RR575 - Joint study of UK medical secondary care provision for occupational lung disease
The Health and Safety Commission's 'Strategy for Workplace Health and Safety in Great Britain to 2010 and Beyond', which HSE has the challenge to implement, aims to reduce the incidence of work related ill health by 20% by 2010. HSE aims to achieve this, in part, by reducing incidence of occupational respiratory diseases such as occupational asthma, and disease specific packages of measures have been devised to realise this aim. For example, the headline target in HSE's strategy for occupational asthma is to reduce incidence of disease caused by exposure to substances in the workplace by 30% by 2010. Key to the realisation of this target is the reduction to a minimum the time between the first onset of respiratory symptoms at work and the instigation of measures post diagnosis to eliminate or reduce offending workplace exposures. This is necessarily reliant on workers recognising work related respiratory symptoms quickly, possibly aided by occupational health advice or health surveillance at work, then consulting a general practitioner. General practitioners and general practice nurse staff then need to recognise early, suspected cases of occupational asthma through appropriate assessment, and refer cases on to secondary care for further assessment and diagnosis. The clinical approach by which respiratory or occupational consultants diagnose occupational asthma then needs to operate effectively so that cases of disease are quickly and correctly diagnosed. Secondary care departments that see occupational asthma patients obviously need to be appropriately resourced and staffed to achieve this, or failing this, a more specialist secondary care department needs to be sufficiently close allowing the patient to be easily referred on for further assessment.
This report and the work it describes were funded by the Health and Safety Executive (HSE). Its contents, including any opinions and/or conclusions expressed, are those of the authors alone and do not necessarily reflect HSE policy.

* [YOUR TASKS]:
- a) Using the summary on occupational lung disease care, say whether each statement agrees with it: (i) HSE's headline target for occupational asthma is a 30% cut in incidence by 2010; (ii) the work described was funded by the Health and Safety Commission; (iii) the report's contents necessarily reflect HSE policy. For each, answer yes or no and quote the deciding words.
- b) According to the summary on occupational lung disease care, by what percentage does the Commission's strategy aim to reduce the incidence of work related ill health by 2010?
- c) Reproduce the passage of the summary on occupational lung disease care starting at "This report and" and ending at "reflect HSE policy.".

* [Data records]:
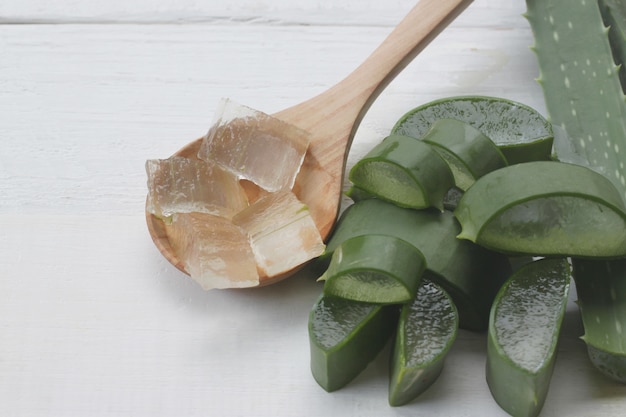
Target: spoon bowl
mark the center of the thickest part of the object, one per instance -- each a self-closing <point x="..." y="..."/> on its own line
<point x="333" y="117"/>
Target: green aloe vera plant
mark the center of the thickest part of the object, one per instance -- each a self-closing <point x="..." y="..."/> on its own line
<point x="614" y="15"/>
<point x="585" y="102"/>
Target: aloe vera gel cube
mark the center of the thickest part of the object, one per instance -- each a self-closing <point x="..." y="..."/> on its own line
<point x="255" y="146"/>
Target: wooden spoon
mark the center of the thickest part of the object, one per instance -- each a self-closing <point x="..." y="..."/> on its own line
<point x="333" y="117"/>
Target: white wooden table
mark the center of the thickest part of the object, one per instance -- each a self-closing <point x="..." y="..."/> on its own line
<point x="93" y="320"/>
--
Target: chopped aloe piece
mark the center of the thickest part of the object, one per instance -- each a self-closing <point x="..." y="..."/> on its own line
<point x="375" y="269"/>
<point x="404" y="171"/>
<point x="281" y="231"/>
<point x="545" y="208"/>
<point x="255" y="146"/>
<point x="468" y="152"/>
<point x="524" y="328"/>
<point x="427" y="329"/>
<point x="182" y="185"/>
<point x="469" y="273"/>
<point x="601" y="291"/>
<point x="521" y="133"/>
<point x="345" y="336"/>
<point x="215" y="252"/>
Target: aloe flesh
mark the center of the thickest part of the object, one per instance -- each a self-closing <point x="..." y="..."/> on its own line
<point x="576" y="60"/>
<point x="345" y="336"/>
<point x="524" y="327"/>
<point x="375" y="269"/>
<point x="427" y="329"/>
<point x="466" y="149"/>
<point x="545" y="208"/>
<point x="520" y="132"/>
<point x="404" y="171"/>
--
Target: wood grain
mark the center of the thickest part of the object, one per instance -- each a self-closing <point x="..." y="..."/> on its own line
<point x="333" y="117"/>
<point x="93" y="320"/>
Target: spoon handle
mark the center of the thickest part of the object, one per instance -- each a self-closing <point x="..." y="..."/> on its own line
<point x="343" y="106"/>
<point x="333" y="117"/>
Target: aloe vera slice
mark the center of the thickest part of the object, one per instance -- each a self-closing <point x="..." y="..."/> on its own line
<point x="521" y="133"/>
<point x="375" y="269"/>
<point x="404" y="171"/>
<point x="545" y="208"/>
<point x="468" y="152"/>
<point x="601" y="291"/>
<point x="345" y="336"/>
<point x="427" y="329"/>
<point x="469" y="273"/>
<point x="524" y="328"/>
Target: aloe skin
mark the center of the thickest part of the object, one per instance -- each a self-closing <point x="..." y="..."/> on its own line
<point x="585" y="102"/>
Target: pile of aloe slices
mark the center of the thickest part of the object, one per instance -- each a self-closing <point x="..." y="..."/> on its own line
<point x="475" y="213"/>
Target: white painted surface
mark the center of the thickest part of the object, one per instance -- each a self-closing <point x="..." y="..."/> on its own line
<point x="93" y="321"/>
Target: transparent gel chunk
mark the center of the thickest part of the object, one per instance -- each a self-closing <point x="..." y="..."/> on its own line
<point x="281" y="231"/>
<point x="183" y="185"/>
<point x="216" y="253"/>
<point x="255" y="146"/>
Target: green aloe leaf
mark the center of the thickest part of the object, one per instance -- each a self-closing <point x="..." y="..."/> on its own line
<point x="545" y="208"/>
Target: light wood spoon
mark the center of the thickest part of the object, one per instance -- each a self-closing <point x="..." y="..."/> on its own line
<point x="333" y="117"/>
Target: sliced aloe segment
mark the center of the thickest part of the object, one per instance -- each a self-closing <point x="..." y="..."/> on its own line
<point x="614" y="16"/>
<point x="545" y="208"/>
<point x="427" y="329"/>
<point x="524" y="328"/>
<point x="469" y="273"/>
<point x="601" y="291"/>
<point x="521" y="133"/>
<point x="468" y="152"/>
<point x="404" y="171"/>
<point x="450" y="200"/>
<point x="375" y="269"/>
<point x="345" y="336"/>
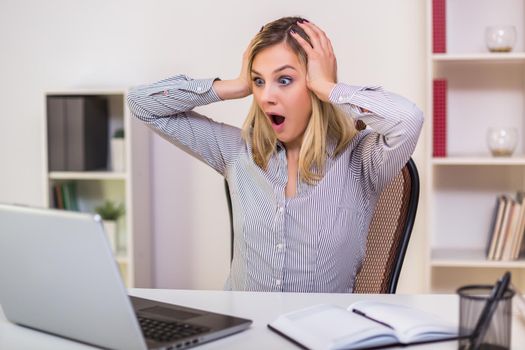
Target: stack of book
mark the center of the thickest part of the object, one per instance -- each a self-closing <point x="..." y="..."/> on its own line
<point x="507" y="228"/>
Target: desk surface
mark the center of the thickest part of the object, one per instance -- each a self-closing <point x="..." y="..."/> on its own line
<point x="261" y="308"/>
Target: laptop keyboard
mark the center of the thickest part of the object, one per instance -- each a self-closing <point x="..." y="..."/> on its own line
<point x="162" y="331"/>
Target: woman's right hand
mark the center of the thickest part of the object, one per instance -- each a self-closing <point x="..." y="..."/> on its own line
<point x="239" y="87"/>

* [SOLUTIONS TO THE TASKS]:
- a)
(i) Yes: "reduce incidence of disease caused by exposure to substances in the workplace by 30% by 2010"
(ii) No: "funded by the Health and Safety Executive (HSE)"
(iii) No: "do not necessarily reflect HSE policy"

- b) By 20%.

- c)
This report and the work it describes were funded by the Health and Safety Executive (HSE). Its contents, including any opinions and/or conclusions expressed, are those of the authors alone and do not necessarily reflect HSE policy.